§ **Source document**:
Start of Block
The long-legged bat (Macrophyllum macrophyllum) is a member of the Phyllostomidae family in the order Chiroptera. Both males and females of this species are generally small, with wingspans reaching 80mm with an average weight ranging between 6 and 9 grams. The facial structure of these bats includes a shortened rostrum with a prominent noseleaf. The most defining feature of these bats however, is their long posterior limbs that extend further than most Phyllostomidae bats. At the ends of these hind legs, the long-legged bat has abnormally large feet equipped with strong claws.

==Distribution and habitat==
The first specimen of M. macrophyllum was discovered in Brazil in 1855. Since then, these bats have been sighted in various locations across South America and Central America. In the northern regions of South America, the long-legged bat has been found in parts of Peru, Ecuador, Bolivia, and Venezuela. In Central America, these bats have been spotted in Costa Rica, Honduras, Guatemala, and Nicaragua. M. macrophyllum has also been located in parts of southern Mexico. Although these bats are fairly small, they have a large home-range of up to 150 hectares, with females having slightly larger home-ranges than males.

In general, M. macrophyllum is found in regions slightly north of the equator in rainforests and tropical deciduous forest habitats. In the majority of documented sightings, these bats were found near water sources such as lakes, streams, or sea caves off the Pacific coast. It has been inferred that these bats live near water sources because of the abundance of insects at these sights. In addition to being found near water sources, these bats have also been seen roosting in man-made structures such as water culverts, modern buildings, and even ancient ruins in Panama.
End of Block
§ **Extracted records**:
Start of Block
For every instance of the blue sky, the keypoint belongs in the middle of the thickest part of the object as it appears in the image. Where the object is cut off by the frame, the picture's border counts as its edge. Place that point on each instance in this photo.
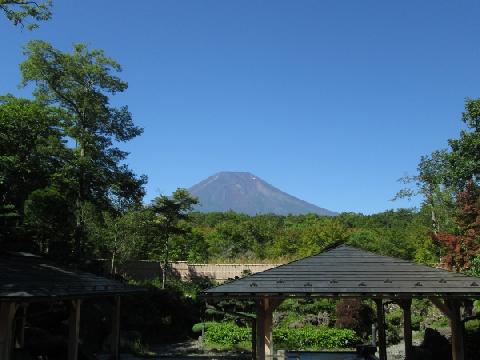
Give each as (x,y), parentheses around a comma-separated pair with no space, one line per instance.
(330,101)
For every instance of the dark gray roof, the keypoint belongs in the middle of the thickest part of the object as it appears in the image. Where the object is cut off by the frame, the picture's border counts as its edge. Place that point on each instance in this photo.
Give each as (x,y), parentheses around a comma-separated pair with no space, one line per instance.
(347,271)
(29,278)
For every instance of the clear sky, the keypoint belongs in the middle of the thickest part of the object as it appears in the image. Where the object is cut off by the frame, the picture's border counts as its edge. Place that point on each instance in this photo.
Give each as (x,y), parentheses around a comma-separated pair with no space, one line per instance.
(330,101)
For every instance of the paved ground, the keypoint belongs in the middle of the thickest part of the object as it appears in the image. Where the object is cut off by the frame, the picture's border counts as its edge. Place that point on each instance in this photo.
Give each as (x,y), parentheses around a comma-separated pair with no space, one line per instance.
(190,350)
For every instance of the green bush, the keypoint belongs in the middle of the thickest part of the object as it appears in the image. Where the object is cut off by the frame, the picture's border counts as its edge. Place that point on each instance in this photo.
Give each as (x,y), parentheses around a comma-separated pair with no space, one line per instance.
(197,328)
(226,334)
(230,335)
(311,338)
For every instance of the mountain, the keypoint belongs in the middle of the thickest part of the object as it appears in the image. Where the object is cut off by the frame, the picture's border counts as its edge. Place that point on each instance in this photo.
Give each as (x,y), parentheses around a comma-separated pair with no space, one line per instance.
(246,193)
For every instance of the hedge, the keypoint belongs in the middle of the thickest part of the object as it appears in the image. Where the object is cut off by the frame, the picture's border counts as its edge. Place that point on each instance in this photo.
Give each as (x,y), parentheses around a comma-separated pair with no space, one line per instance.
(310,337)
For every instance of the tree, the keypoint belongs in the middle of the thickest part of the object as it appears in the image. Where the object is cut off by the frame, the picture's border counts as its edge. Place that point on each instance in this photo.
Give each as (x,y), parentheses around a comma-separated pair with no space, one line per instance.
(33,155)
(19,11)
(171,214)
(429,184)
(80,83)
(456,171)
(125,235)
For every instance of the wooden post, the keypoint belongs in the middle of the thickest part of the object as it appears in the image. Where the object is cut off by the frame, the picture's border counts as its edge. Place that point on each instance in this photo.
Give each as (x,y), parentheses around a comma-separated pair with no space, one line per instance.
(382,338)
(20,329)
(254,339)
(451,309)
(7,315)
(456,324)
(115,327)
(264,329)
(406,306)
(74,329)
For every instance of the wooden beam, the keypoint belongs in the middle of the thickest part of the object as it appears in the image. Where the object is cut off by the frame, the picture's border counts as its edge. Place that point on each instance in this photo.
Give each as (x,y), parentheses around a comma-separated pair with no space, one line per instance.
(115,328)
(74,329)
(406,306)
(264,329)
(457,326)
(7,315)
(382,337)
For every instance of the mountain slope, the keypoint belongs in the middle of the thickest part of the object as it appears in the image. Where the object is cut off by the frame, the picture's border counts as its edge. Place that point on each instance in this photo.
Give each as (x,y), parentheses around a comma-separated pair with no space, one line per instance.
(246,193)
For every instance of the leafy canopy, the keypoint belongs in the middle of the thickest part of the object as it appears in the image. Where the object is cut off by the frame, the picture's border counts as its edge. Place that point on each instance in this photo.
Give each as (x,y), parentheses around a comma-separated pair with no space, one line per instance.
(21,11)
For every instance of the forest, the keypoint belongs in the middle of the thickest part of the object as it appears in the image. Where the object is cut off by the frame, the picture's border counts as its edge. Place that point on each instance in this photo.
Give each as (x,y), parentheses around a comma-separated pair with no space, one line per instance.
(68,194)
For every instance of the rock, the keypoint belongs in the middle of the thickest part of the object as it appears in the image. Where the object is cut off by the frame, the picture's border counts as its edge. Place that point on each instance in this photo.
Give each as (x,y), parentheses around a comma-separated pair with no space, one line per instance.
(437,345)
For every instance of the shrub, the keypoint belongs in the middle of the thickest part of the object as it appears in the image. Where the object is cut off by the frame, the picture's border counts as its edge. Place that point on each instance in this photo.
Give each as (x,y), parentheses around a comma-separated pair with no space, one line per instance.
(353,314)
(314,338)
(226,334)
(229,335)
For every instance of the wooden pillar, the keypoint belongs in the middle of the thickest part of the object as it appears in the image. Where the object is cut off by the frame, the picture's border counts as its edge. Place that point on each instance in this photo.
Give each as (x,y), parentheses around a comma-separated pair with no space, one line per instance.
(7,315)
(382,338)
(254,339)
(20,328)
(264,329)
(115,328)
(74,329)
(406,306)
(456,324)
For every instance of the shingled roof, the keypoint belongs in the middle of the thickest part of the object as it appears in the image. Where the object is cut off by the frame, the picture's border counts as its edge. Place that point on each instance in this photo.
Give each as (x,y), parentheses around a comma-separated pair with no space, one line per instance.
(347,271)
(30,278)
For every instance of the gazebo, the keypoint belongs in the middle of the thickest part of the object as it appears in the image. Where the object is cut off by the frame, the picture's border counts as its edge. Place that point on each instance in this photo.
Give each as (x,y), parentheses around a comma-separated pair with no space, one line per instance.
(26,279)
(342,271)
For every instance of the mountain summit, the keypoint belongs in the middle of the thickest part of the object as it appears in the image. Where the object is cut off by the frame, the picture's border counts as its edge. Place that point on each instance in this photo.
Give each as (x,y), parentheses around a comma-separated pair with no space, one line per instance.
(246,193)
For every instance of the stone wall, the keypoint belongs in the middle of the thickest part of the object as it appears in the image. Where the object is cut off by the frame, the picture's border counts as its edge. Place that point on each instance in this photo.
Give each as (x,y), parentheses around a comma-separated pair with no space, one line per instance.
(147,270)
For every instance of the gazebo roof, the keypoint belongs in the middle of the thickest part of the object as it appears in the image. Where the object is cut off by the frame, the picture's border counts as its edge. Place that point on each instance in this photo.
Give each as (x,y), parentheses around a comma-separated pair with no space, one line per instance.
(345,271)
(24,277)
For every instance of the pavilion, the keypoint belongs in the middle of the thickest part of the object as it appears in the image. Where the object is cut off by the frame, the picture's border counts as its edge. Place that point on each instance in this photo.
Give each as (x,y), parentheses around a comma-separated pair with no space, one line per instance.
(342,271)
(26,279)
End of Block
§ **List of tasks**:
1 - According to the source document on the long-legged bat, where and in what year was the first specimen of M. macrophyllum discovered?
2 - Write out everything in the source document on the long-legged bat from "In general, M." down to "ruins in Panama.", keeping the wording unchanged.

§ **Answers to the tasks**:
1 - In Brazil in 1855.

2 -
In general, M. macrophyllum is found in regions slightly north of the equator in rainforests and tropical deciduous forest habitats. In the majority of documented sightings, these bats were found near water sources such as lakes, streams, or sea caves off the Pacific coast. It has been inferred that these bats live near water sources because of the abundance of insects at these sights. In addition to being found near water sources, these bats have also been seen roosting in man-made structures such as water culverts, modern buildings, and even ancient ruins in Panama.